### Dataset ###

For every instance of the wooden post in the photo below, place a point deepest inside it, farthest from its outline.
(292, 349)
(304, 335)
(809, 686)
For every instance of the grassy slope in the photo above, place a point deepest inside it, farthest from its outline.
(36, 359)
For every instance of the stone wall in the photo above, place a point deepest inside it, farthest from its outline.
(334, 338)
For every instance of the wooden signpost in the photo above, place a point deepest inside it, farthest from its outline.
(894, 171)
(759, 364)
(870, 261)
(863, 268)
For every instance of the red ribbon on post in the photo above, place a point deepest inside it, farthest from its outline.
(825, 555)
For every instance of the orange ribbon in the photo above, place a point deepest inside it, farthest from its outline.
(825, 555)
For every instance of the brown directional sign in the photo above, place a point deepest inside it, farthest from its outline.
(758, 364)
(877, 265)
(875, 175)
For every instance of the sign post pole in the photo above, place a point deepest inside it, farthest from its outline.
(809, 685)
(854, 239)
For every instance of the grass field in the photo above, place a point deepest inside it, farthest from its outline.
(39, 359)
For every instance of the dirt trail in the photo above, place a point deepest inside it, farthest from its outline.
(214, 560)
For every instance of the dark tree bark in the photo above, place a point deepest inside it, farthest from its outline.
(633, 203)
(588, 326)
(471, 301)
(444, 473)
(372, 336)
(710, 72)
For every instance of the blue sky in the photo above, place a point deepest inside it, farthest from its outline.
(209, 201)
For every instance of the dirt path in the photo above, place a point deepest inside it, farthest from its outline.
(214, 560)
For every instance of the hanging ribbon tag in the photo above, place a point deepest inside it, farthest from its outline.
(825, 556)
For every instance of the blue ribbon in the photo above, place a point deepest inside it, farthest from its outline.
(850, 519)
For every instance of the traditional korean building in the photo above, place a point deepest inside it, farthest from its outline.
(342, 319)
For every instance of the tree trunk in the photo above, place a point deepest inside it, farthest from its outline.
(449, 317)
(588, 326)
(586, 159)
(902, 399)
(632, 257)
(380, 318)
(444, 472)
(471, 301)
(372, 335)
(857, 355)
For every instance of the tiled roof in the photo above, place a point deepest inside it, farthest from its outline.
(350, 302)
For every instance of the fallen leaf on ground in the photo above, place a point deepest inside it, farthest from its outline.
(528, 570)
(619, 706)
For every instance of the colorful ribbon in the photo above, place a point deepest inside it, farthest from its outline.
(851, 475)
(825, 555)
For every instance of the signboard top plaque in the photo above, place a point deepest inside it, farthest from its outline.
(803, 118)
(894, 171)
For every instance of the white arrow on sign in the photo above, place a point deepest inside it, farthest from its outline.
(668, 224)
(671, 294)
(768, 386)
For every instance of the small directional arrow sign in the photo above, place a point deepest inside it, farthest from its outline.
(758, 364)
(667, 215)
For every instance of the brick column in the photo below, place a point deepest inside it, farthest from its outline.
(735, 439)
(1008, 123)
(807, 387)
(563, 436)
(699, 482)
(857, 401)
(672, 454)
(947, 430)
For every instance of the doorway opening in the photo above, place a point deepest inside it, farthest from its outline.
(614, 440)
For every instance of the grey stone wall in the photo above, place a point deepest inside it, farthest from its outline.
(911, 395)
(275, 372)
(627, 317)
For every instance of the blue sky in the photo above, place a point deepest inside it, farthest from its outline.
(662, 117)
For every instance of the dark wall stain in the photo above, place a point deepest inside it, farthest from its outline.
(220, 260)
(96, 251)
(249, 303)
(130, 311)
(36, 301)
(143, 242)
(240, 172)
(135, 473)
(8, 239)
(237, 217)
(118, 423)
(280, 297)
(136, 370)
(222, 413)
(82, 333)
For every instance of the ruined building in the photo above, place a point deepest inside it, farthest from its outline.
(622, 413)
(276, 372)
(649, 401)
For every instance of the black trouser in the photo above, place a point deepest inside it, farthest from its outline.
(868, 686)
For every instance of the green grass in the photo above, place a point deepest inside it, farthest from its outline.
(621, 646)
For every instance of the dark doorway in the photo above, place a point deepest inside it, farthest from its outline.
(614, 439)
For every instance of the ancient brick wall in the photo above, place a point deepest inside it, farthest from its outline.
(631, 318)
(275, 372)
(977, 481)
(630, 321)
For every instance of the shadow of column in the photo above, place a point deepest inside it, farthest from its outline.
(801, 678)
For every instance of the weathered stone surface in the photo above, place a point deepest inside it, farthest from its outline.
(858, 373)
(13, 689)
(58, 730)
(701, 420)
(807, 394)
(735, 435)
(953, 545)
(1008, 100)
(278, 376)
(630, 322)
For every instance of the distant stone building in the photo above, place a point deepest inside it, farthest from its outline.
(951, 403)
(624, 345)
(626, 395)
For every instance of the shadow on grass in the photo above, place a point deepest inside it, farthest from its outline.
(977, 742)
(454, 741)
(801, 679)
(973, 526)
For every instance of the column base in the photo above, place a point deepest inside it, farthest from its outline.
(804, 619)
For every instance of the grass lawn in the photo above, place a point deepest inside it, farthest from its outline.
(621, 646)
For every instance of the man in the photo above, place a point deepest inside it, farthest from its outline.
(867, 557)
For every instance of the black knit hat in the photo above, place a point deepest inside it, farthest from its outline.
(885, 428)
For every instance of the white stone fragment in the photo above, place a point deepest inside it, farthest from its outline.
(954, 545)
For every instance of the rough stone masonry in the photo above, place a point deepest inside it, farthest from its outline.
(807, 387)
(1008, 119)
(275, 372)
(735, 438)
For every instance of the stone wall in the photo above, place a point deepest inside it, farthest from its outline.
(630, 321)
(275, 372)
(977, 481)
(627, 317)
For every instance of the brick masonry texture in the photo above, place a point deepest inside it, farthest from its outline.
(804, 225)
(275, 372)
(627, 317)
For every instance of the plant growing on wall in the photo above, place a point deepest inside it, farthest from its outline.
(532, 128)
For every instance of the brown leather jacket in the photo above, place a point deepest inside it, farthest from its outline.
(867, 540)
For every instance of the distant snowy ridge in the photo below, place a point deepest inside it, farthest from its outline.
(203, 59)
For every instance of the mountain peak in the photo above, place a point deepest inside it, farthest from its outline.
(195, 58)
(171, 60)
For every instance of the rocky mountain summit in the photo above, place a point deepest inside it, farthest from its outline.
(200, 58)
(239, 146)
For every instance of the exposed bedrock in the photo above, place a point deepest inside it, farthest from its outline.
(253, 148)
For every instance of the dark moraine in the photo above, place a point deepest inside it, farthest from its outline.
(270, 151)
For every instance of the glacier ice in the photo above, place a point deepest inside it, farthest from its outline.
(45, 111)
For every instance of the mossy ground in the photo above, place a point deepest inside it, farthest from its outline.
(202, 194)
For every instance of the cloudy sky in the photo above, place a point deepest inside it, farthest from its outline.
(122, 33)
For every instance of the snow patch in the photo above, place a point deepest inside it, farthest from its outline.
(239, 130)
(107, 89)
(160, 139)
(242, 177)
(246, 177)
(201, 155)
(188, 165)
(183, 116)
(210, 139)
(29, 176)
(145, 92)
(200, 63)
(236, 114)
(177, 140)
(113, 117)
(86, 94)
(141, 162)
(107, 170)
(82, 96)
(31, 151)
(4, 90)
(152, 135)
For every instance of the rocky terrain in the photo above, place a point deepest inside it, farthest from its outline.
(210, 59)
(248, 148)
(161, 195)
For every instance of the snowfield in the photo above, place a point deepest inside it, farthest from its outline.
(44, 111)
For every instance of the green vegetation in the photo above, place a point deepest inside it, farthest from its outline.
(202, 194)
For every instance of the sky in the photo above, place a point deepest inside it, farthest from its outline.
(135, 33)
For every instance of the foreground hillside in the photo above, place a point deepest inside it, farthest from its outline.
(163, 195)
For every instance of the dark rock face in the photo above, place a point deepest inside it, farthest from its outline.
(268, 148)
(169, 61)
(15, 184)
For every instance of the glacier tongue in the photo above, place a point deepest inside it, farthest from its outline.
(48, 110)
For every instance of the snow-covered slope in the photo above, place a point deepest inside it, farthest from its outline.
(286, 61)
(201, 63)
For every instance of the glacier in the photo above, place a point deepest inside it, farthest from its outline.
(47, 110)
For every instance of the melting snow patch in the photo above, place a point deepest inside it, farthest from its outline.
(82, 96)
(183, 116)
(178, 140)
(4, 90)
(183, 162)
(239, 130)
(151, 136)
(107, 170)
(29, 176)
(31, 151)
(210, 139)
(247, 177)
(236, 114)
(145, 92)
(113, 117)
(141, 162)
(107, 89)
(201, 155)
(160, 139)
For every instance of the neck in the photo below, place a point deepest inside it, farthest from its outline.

###

→ **Task item**
Each line from the one holding "For every instance of the snow-covered" to the end of the entries is to be written out exactly. Skip every line before it.

→ **Output of the task**
For every instance of the snow-covered slope in the photo above, place a point deepest inside it, farthest from its outline.
(286, 61)
(201, 63)
For every instance of the glacier in the photo above, place a point deepest inside it, farthest from its outline.
(47, 110)
For every instance of the melting snow patch in the photo above, place a point deepest inside it, farthest from its outline.
(82, 96)
(183, 116)
(178, 140)
(4, 90)
(183, 162)
(239, 130)
(151, 136)
(107, 170)
(29, 176)
(31, 151)
(210, 139)
(247, 177)
(236, 114)
(145, 92)
(113, 117)
(141, 162)
(107, 89)
(201, 155)
(160, 139)
For every instance of the neck in the photo below, place a point deepest inside it, farthest from its outline.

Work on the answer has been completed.